(Mask labeling examples)
○ ○ ○ ○
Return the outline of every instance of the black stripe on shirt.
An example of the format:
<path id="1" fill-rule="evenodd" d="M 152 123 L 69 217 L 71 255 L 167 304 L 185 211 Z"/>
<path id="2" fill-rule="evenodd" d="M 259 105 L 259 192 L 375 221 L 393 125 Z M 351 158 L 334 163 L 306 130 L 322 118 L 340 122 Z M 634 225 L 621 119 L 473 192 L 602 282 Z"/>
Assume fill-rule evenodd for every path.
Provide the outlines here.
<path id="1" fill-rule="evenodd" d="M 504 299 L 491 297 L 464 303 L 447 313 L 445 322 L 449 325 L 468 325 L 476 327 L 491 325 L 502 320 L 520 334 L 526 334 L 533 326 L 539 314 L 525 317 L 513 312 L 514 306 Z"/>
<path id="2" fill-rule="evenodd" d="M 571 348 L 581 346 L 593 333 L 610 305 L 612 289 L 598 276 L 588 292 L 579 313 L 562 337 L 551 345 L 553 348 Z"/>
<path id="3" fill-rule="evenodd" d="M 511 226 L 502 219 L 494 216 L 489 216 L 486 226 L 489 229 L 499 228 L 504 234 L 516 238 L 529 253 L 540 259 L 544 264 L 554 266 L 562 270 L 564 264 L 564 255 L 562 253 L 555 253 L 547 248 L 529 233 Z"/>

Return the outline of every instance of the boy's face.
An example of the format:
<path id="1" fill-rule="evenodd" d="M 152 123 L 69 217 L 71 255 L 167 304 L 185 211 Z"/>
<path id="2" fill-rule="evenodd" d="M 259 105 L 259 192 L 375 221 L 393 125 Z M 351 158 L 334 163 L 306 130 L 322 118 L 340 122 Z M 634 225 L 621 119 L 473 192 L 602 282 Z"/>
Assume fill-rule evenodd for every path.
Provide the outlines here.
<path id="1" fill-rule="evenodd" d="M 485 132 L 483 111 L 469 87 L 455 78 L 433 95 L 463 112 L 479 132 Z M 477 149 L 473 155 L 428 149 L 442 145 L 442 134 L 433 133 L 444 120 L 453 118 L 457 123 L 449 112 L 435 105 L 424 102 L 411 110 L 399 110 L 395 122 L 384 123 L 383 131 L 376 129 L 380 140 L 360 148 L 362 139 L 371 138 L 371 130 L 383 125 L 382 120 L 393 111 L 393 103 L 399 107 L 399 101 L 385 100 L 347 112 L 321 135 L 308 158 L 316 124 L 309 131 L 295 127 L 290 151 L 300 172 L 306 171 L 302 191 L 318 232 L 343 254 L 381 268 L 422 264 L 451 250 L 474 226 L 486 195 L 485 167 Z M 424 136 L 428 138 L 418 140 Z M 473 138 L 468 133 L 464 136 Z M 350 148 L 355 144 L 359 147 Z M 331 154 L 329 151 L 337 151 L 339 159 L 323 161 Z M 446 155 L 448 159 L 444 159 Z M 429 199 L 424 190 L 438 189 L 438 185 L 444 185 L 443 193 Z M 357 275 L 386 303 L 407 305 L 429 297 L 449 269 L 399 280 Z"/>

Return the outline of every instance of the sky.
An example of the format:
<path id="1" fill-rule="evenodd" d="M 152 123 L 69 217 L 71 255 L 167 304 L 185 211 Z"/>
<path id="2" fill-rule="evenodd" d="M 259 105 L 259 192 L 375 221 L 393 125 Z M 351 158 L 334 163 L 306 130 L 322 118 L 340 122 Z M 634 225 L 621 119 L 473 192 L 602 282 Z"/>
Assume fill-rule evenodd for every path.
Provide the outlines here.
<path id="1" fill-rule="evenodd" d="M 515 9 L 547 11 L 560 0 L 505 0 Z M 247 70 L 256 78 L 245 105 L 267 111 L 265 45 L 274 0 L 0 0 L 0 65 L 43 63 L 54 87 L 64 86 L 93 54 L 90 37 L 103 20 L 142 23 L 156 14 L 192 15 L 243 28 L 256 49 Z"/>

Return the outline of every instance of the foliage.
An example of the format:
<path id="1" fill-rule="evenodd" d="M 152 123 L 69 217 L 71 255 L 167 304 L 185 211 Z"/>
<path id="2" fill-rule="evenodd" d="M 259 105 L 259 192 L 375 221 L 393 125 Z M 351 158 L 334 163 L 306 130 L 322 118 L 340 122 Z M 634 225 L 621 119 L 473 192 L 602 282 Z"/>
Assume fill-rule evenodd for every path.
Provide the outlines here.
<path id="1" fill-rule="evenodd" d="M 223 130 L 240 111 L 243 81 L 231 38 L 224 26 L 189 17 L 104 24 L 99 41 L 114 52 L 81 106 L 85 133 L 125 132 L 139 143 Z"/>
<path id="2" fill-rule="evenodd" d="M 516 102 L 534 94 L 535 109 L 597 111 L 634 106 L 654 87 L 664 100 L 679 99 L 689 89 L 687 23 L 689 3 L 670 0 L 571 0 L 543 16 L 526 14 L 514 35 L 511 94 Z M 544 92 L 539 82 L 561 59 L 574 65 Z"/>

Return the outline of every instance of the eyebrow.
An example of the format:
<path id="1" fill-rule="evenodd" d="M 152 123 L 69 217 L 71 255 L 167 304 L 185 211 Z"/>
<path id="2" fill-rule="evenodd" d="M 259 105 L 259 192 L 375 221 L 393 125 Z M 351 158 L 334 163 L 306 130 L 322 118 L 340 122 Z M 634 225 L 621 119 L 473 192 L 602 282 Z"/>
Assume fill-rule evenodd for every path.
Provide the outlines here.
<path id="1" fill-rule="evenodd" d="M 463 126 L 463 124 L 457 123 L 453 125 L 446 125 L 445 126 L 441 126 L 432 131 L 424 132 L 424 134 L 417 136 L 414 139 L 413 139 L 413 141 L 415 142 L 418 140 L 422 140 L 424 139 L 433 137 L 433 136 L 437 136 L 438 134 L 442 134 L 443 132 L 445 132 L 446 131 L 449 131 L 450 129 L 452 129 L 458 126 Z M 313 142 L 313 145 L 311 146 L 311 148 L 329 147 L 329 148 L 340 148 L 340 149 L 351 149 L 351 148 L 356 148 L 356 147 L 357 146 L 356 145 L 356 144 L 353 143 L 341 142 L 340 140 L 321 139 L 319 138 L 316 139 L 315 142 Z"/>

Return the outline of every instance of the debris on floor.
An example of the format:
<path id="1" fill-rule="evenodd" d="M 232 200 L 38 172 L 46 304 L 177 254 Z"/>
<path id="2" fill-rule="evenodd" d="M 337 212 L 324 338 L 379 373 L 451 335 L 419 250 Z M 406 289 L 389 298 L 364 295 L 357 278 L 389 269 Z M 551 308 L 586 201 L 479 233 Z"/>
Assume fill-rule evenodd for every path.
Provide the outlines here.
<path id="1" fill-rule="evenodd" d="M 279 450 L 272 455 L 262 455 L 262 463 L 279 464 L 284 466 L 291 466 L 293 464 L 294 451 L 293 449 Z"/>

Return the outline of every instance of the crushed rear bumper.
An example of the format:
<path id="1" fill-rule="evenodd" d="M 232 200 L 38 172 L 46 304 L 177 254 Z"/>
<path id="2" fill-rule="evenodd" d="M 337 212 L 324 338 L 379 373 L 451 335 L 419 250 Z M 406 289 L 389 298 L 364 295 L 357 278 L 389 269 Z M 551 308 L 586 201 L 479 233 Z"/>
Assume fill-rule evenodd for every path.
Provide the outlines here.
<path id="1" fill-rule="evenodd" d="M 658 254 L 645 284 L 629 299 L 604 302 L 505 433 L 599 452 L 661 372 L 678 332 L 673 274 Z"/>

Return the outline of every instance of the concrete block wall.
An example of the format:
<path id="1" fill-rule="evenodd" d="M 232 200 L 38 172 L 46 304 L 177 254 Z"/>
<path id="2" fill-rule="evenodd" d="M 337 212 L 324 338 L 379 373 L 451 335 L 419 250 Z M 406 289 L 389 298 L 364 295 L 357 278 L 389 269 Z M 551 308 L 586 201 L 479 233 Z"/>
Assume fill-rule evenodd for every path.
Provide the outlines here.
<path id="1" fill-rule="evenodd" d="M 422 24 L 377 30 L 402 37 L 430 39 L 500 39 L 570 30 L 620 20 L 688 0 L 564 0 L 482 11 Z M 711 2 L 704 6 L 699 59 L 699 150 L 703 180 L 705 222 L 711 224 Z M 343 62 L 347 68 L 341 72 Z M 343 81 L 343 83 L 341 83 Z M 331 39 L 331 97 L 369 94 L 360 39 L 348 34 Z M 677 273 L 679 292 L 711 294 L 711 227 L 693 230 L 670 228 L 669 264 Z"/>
○ ○ ○ ○
Copy out everything from the start of the rows down through the line that contains "504 299 L 491", including that line, and keep every character the same.

▶ **Worked answer**
Return the outline of every instance of the black stripe on shirt.
An example of the format:
<path id="1" fill-rule="evenodd" d="M 152 123 L 69 217 L 71 255 L 167 304 L 185 211 Z"/>
<path id="2" fill-rule="evenodd" d="M 259 105 L 259 192 L 375 221 L 393 125 Z M 351 158 L 334 163 L 306 130 L 322 118 L 340 122 Z M 634 225 L 621 119 L 473 192 L 602 282 Z"/>
Assume fill-rule evenodd for every path.
Provide the outlines here.
<path id="1" fill-rule="evenodd" d="M 504 299 L 491 297 L 464 303 L 447 313 L 445 322 L 449 325 L 468 325 L 476 327 L 491 325 L 502 320 L 520 334 L 526 334 L 533 326 L 539 314 L 525 317 L 513 312 L 514 306 Z"/>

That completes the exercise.